# EXERCISE TASK A
Render everything in the rows from the line containing "Where can you find the air" down to the final line of the rows as a JSON list of strings, one string per line, with blank lines omitted.

[start SELECTED PASSAGE]

The next step will be based on the results from extensive greenhouse experiment; zeolites will be tested in actual fields in drought prone areas of participating countries using different crops and trees of choice as test materials. Protocols for field experiments will be prepared and used by all participating countries. Details for technical and administration aspects of the project are described herein.


Contribution of this project to SDGs and for minimizing tradeoffs

If this project proposal is properly and fully implemented, it will contribute to achievements of SDG1, 2, 6 and 13. It will also greatly narrows or avoid tradeoffs between SD2 and SD6 due to the fact that zeolites are able to the irrigation water requirement per unit areas of land due to its high water conserving ability. Moreover, zeolites have the ability to desalinize salt water so that availability of water crops and forests. Zeolites therefore can be used for expansion of forests in desert areas without affecting agricultural crop lands.


Forest and crop land rehabilitation through sustainable farming and agroforestry. 

What actions do you propose?

Natural Zeolites Minerals: Untapped Resources for Combating Desertification, Adaptation and Mitigation of Climate Change etc.

Background information and Rationale

Climate change is defined as a change in mean state of climate or in its variability persisting for several decades or longer over ( mainly caused by anthropogenic GHG emissions is now a reality in the world. It has both positive and negative impacts. But the negative impacts of climate change which are manifested as flooding, shift in rainfall pattern, drought, heat wave; increased intensity and frequency of storms etc. is predominant. Climate change is one of the most challenging threats to human kind in this 21stcentury and probably onwards. It is impacting all spheres of developments including social, economic and environmental sectors of the world. Furthermore, it is affecting and changing the course of trade, political and diplomatic relations of the world, influencing the scientific research directions and strategies, international and national development plans and fund allocations so on.

Even if all nations of the world are affected and will be affected by one or more forms of climate change, the impacts of climate change has been disproportionate (Kohlin et al., 2011)and will be more severe in low income tropical and subtropical countries especially sub-Saharan Africa (SSA) (Arndt et al., 2009). The problem is further complicated by fragile environment, dominance of climate sensitive sector in the economic activity and poor adaptive capacity of these countries make them highly vulnerable to harmful effects of climate change impacts. It is severely and negatively impacting agriculture, food security, water resources, infrastructure, human health and ecosystem (World Bank, 2008; Arndt et al., 2010). According to FAO it is estimated that 25-42% of species habitat could be lost in Africa affecting both food and non-food crops. In developing countries, 11% of arable land could be affected by climate change resulting in the reduction of cereals production in about 66 countries.

[end SELECTED PASSAGE]

# EXERCISE TASK B
Retype the zeolite proposal text above word for word, everything from "If this project" down to "do you propose?".

[start DATA LINES]

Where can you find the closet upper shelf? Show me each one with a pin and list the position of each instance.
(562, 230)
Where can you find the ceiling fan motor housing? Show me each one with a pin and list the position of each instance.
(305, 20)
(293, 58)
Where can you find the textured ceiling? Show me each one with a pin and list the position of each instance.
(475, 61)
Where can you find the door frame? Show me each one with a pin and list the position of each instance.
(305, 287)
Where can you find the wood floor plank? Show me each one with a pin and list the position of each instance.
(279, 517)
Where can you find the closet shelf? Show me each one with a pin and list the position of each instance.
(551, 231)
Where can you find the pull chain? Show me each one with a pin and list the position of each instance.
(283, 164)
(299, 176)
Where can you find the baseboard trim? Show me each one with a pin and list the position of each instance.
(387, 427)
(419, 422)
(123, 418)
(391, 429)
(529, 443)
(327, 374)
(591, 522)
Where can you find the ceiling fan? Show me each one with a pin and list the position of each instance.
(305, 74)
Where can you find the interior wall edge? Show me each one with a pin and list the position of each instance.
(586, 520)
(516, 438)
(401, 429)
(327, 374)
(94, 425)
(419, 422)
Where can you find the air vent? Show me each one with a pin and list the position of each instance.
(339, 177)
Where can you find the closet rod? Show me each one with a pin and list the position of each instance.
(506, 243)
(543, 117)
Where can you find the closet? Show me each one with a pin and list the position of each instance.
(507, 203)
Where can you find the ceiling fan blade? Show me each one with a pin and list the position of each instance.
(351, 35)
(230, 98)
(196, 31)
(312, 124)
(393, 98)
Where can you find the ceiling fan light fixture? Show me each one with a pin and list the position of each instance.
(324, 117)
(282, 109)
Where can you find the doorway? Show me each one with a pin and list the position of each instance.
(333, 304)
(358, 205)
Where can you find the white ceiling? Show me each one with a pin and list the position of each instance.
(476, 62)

[end DATA LINES]

# TASK OUTPUT A
[
  "Where can you find the air vent? Show me each one with a pin and list the position of each instance.",
  "(339, 177)",
  "Where can you find the closet rod? Show me each one with a pin and list the position of each instance.",
  "(506, 243)",
  "(543, 117)",
  "Where can you find the closet? Show me each one with a pin and list the position of each instance.",
  "(507, 203)",
  "Where can you find the ceiling fan blade? Show me each one with a pin and list the position of each instance.",
  "(351, 35)",
  "(230, 98)",
  "(196, 31)",
  "(312, 124)",
  "(393, 98)",
  "Where can you find the ceiling fan light fixture? Show me each one with a pin and list the position of each instance.",
  "(324, 117)",
  "(282, 109)",
  "Where can you find the doorway? Show me each one with a pin and list the position of each instance.",
  "(333, 304)",
  "(358, 205)",
  "Where can you find the white ceiling? Show me each one with a pin and list the position of each instance.",
  "(476, 62)"
]

# TASK OUTPUT B
If this project proposal is properly and fully implemented, it will contribute to achievements of SDG1, 2, 6 and 13. It will also greatly narrows or avoid tradeoffs between SD2 and SD6 due to the fact that zeolites are able to the irrigation water requirement per unit areas of land due to its high water conserving ability. Moreover, zeolites have the ability to desalinize salt water so that availability of water crops and forests. Zeolites therefore can be used for expansion of forests in desert areas without affecting agricultural crop lands.


Forest and crop land rehabilitation through sustainable farming and agroforestry. 

What actions do you propose?